→ SUPPLIED RECORDS
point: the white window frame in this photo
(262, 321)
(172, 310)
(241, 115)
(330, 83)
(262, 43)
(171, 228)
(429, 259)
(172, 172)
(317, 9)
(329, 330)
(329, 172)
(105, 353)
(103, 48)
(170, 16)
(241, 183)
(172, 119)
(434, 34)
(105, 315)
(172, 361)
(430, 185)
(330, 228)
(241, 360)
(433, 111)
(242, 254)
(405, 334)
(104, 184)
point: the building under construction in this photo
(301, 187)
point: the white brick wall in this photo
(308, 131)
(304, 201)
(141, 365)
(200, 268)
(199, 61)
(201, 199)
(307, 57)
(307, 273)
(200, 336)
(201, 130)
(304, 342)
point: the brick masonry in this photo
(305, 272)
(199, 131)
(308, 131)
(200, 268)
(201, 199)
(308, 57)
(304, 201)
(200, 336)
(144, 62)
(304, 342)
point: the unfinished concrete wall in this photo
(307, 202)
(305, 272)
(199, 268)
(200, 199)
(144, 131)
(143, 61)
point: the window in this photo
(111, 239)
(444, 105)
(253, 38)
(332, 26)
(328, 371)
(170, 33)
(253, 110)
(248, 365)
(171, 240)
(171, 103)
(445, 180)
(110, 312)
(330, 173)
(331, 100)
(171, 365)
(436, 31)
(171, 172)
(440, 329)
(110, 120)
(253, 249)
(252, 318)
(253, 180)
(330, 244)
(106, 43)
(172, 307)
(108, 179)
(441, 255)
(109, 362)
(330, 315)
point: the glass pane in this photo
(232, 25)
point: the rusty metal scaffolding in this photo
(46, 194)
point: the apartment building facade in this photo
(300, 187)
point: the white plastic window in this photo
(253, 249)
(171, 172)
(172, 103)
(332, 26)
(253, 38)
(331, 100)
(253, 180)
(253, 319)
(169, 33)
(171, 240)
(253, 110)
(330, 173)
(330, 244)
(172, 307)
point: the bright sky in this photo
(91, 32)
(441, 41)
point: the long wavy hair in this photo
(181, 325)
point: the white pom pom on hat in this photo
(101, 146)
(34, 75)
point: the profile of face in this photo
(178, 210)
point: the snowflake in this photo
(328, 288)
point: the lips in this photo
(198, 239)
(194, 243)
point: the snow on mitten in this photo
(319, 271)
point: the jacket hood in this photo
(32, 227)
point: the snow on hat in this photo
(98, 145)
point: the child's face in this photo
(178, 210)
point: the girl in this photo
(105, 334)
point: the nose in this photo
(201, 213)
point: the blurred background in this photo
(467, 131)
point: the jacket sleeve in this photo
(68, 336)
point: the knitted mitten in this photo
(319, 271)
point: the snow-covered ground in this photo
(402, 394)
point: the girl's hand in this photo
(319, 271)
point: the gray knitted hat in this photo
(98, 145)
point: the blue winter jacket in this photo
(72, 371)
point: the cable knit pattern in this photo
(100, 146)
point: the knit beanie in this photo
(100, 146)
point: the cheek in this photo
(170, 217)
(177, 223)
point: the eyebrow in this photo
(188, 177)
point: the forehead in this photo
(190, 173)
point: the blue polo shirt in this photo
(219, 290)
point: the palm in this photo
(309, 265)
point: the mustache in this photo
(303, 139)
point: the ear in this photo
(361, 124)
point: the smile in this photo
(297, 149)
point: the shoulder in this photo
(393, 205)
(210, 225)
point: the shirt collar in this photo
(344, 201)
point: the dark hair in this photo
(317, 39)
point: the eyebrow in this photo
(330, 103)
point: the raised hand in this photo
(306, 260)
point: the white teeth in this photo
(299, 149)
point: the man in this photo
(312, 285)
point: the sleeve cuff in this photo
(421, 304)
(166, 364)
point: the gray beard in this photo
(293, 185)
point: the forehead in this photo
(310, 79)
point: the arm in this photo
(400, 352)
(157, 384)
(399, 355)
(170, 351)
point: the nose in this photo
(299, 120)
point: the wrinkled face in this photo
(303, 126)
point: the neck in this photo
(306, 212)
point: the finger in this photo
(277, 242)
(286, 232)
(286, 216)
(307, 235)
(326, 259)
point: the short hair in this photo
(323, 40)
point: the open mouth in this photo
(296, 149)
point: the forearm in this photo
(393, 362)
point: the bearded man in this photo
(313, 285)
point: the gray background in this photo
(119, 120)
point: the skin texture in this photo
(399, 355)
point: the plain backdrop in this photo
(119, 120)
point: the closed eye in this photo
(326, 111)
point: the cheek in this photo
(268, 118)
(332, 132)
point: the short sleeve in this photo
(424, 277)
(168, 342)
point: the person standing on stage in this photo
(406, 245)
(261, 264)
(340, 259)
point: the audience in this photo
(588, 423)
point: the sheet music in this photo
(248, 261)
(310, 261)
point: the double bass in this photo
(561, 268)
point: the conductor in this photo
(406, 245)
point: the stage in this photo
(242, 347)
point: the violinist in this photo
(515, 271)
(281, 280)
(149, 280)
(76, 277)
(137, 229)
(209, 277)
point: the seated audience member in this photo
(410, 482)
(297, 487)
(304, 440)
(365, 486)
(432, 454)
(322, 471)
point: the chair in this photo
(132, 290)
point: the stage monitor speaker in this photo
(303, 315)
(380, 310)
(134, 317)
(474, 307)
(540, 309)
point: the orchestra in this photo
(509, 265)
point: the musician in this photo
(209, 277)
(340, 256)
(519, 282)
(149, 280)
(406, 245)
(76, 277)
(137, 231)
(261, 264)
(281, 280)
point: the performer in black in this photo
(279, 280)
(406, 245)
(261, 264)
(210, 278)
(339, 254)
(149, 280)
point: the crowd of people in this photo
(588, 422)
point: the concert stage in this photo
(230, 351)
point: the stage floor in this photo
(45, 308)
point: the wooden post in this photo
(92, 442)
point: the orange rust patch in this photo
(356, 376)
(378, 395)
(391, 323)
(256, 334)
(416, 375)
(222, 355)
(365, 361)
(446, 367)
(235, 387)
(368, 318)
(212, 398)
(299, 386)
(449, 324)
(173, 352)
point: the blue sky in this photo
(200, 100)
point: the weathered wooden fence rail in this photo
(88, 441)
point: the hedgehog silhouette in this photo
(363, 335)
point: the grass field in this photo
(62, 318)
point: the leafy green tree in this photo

→ AIM OF THE EXERCISE
Copy every one of the lines above, character for character.

→ EXERCISE RESULT
point: the white window frame in this photo
(262, 321)
(172, 310)
(241, 115)
(330, 83)
(262, 43)
(171, 228)
(429, 259)
(172, 172)
(317, 9)
(329, 330)
(329, 172)
(105, 353)
(103, 48)
(170, 16)
(241, 183)
(172, 119)
(434, 34)
(105, 315)
(172, 361)
(430, 185)
(330, 228)
(241, 360)
(433, 111)
(242, 254)
(405, 334)
(104, 184)
point: the building under construction in this photo
(301, 187)
point: the white brick wall in this photo
(308, 131)
(304, 201)
(141, 365)
(200, 268)
(199, 61)
(201, 199)
(307, 57)
(307, 273)
(200, 336)
(201, 130)
(304, 342)
point: the brick masonry in this photo
(305, 272)
(199, 131)
(308, 131)
(200, 268)
(201, 199)
(308, 57)
(304, 201)
(200, 336)
(144, 62)
(304, 342)
point: the unfinished concrete wall in this photo
(307, 202)
(305, 272)
(199, 268)
(200, 199)
(144, 131)
(143, 61)
point: the window in this photo
(111, 239)
(444, 105)
(253, 38)
(332, 26)
(328, 371)
(170, 33)
(253, 110)
(248, 365)
(171, 240)
(171, 103)
(445, 180)
(110, 312)
(330, 173)
(331, 100)
(171, 365)
(436, 31)
(171, 172)
(440, 329)
(110, 120)
(253, 249)
(252, 318)
(253, 180)
(330, 244)
(106, 43)
(172, 307)
(108, 179)
(441, 255)
(109, 362)
(330, 315)
point: the glass pane in this photo
(232, 25)
point: the rusty metal scaffolding in this photo
(46, 194)
point: the apartment building facade in this photo
(300, 187)
point: the white plastic window in this photo
(253, 249)
(171, 172)
(172, 103)
(332, 26)
(253, 38)
(331, 100)
(253, 180)
(253, 319)
(169, 33)
(171, 240)
(253, 110)
(330, 173)
(330, 244)
(172, 307)
point: the bright sky in this photo
(91, 32)
(441, 41)
point: the long wavy hair in this photo
(181, 325)
point: the white pom pom on hat in this photo
(101, 146)
(34, 75)
point: the profile of face in this photo
(178, 210)
point: the snowflake in this photo
(328, 288)
point: the lips in this photo
(198, 239)
(194, 243)
point: the snow on mitten in this photo
(319, 271)
point: the jacket hood in this photo
(32, 227)
point: the snow on hat in this photo
(98, 145)
point: the child's face in this photo
(178, 210)
point: the girl in this photo
(105, 334)
point: the nose in this photo
(201, 213)
point: the blurred background in this photo
(467, 131)
point: the jacket sleeve in this photo
(68, 336)
point: the knitted mitten in this photo
(319, 271)
point: the snow-covered ground in this photo
(402, 394)
point: the girl's hand in this photo
(319, 271)
point: the gray knitted hat in this photo
(98, 145)
point: the blue winter jacket in this photo
(72, 371)
point: the cable knit pattern in this photo
(100, 146)
point: the knit beanie in this photo
(100, 146)
point: the cheek in this photo
(170, 217)
(177, 223)
point: the eyebrow in this photo
(188, 177)
point: the forehead in this photo
(190, 173)
point: the blue polo shirt in this photo
(219, 290)
point: the palm in this photo
(309, 265)
point: the mustache in this photo
(303, 139)
point: the ear in this photo
(361, 124)
point: the smile in this photo
(297, 149)
point: the shoulder in this photo
(393, 205)
(210, 225)
point: the shirt collar in this photo
(344, 201)
point: the dark hair in this photo
(317, 39)
point: the eyebrow in this photo
(330, 103)
point: the raised hand in this photo
(306, 260)
point: the white teeth in this photo
(299, 149)
point: the man in this photo
(312, 285)
point: the sleeve cuff in this photo
(421, 304)
(166, 364)
point: the gray beard in this photo
(293, 185)
point: the forehead in this photo
(310, 79)
point: the arm in this photo
(400, 352)
(157, 384)
(399, 355)
(170, 351)
point: the nose in this photo
(299, 120)
point: the wrinkled face in this photo
(303, 126)
point: the neck in this photo
(306, 212)
point: the finger in this photo
(277, 242)
(286, 232)
(286, 216)
(307, 235)
(326, 259)
point: the short hair in this photo
(323, 40)
point: the open mouth in this photo
(296, 149)
point: the forearm in this photo
(393, 362)
point: the bearded man in this photo
(313, 285)
point: the gray background in this photo
(119, 120)
point: the skin texture in this photo
(399, 355)
point: the plain backdrop in this photo
(119, 120)
point: the closed eye in this photo
(326, 111)
point: the cheek in this photo
(268, 118)
(332, 132)
point: the short sleeve in this photo
(424, 277)
(168, 342)
point: the person standing on stage in this photo
(406, 245)
(261, 264)
(340, 259)
point: the audience in this photo
(588, 423)
point: the sheet music in this photo
(248, 261)
(310, 261)
point: the double bass in this photo
(561, 268)
point: the conductor in this photo
(406, 245)
point: the stage in this photo
(242, 347)
point: the violinist in this photo
(515, 271)
(281, 280)
(149, 280)
(76, 277)
(137, 229)
(209, 277)
point: the seated audience member in this photo
(410, 482)
(297, 487)
(304, 440)
(365, 486)
(432, 454)
(322, 471)
point: the chair in this photo
(132, 290)
point: the stage monitor speaker in this photo
(303, 315)
(380, 310)
(134, 317)
(474, 307)
(540, 309)
point: the orchestra in this photo
(509, 265)
point: the musician in this photo
(209, 277)
(340, 256)
(519, 282)
(149, 280)
(406, 245)
(76, 277)
(137, 231)
(261, 264)
(281, 280)
point: the performer in black in this photo
(279, 280)
(406, 245)
(261, 264)
(210, 278)
(339, 254)
(149, 280)
point: the crowd of people in this photo
(588, 422)
point: the concert stage in this photo
(230, 351)
point: the stage floor in this photo
(45, 308)
point: the wooden post in this photo
(92, 442)
point: the orange rust patch in this photo
(356, 376)
(378, 395)
(391, 323)
(256, 334)
(416, 375)
(222, 355)
(365, 361)
(446, 367)
(235, 387)
(368, 318)
(212, 398)
(299, 386)
(449, 324)
(173, 352)
point: the blue sky in this photo
(200, 100)
point: the weathered wooden fence rail in this photo
(88, 441)
point: the hedgehog silhouette in this photo
(363, 335)
point: the grass field in this photo
(62, 318)
point: the leafy green tree in this photo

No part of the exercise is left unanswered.